• **TASK BRIEF**: Everything from the line containing "Should you be willing to segment every instance of the wreath" to the last line of the records must be returned verbatim; nothing else belongs in the output.

────────

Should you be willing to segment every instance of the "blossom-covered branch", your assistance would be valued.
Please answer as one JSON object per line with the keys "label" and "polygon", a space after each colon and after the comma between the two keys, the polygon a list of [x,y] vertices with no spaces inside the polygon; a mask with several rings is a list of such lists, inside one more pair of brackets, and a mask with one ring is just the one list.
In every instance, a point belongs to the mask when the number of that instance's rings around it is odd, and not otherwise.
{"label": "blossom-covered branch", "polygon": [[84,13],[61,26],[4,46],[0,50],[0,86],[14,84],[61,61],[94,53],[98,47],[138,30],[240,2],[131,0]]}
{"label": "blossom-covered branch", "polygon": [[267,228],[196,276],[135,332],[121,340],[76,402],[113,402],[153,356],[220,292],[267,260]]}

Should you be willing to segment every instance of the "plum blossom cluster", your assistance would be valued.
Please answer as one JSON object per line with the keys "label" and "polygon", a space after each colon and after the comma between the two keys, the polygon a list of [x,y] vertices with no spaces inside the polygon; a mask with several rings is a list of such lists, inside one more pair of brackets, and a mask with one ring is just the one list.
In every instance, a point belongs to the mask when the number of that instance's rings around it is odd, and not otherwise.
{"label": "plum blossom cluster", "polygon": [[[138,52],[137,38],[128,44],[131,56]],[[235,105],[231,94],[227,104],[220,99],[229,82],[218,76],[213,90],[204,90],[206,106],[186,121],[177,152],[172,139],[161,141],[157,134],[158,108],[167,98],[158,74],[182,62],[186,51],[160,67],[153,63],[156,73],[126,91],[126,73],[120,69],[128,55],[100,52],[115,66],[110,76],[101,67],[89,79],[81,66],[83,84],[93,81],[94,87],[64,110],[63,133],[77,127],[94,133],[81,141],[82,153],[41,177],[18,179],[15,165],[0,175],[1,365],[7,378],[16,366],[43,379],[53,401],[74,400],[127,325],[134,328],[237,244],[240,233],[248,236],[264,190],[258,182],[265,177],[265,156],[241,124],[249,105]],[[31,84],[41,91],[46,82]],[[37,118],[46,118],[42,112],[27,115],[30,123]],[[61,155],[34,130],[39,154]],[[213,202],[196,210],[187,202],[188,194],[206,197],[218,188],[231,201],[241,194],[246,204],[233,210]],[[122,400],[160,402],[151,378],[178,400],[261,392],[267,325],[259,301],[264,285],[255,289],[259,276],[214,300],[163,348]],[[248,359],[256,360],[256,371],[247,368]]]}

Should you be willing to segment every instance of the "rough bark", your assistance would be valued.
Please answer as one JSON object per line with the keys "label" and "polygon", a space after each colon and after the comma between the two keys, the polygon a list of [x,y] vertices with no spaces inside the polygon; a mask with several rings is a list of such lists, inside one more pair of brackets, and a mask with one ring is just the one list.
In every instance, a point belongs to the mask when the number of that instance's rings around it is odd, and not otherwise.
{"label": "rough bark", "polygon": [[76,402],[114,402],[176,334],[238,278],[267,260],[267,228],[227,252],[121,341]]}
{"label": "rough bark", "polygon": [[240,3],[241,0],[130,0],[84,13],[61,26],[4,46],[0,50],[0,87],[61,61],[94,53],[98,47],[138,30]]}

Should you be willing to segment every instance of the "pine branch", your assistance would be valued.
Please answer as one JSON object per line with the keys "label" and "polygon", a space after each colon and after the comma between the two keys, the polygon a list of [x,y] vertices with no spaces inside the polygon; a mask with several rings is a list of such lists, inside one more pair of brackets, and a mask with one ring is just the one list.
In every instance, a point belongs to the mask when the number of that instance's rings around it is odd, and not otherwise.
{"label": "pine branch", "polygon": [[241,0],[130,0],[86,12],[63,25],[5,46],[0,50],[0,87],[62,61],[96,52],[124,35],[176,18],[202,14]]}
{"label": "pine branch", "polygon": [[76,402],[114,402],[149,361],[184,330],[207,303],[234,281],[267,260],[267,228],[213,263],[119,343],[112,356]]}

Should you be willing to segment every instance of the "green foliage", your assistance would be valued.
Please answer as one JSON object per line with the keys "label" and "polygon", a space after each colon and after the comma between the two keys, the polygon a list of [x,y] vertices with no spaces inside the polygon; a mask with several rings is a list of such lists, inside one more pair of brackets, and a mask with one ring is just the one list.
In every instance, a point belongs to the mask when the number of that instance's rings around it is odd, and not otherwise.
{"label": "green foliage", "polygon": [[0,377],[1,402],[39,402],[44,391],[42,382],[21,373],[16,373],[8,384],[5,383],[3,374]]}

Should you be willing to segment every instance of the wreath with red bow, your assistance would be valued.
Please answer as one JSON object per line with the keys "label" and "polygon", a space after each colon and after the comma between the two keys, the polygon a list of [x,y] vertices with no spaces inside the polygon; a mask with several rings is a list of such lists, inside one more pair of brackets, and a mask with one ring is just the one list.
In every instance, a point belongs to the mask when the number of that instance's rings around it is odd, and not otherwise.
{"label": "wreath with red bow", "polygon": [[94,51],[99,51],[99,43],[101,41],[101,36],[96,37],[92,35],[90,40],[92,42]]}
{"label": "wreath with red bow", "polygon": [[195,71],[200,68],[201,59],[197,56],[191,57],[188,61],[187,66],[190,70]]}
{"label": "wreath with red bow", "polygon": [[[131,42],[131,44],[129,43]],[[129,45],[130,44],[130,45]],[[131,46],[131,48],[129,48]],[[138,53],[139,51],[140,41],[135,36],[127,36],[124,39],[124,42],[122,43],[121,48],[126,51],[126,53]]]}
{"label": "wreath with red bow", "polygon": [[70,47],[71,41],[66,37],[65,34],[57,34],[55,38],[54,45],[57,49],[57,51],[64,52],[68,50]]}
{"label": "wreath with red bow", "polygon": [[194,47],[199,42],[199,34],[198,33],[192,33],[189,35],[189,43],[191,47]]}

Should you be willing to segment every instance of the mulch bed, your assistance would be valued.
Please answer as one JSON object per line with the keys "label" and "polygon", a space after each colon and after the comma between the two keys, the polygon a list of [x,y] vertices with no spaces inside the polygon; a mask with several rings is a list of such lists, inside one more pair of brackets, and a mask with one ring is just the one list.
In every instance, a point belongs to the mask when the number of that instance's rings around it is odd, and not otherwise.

────────

• **FINAL RESULT**:
Should you be willing to segment every instance of the wreath with red bow, your assistance would be valued.
Please answer as one JSON object per line with the keys "label" and "polygon", a space after each colon and after the comma between the two keys, the polygon a list of [x,y] vertices with no spaces inside the polygon; a mask with several rings is a list of such lists, inside one more pair of brackets, and a mask with one ring is just the one list.
In every instance, a point belongs to the mask when the number of that instance's rings around it is odd, and not otherwise.
{"label": "wreath with red bow", "polygon": [[94,51],[99,51],[99,43],[101,41],[101,36],[96,37],[92,35],[90,40],[92,42]]}
{"label": "wreath with red bow", "polygon": [[195,71],[200,68],[201,59],[197,56],[191,57],[188,61],[187,66],[190,70]]}
{"label": "wreath with red bow", "polygon": [[[131,42],[131,44],[129,43]],[[129,45],[130,44],[130,45]],[[131,46],[131,48],[129,48]],[[138,53],[139,51],[140,41],[135,36],[127,36],[124,39],[124,42],[122,43],[121,48],[126,51],[126,53]]]}
{"label": "wreath with red bow", "polygon": [[70,47],[71,41],[66,37],[65,34],[57,34],[55,38],[54,45],[57,49],[57,51],[64,52],[68,50]]}
{"label": "wreath with red bow", "polygon": [[194,47],[199,42],[199,34],[198,33],[192,33],[189,35],[189,43],[191,47]]}

Should you be willing to segment every instance of the mulch bed, your assistance would be valued.
Please answer as one JSON object per line with the keys "label" and "polygon", a space after each colon and after the comma between the two keys, the polygon a list of [x,y] vertices with no spaces inside the polygon; a mask with several rings is a list of such lists, inside one more pair of brackets, and a mask with one ring is just the one list.
In every instance, a point belongs to the mask when the number of that instance's rings around it is odd, and not otherwise.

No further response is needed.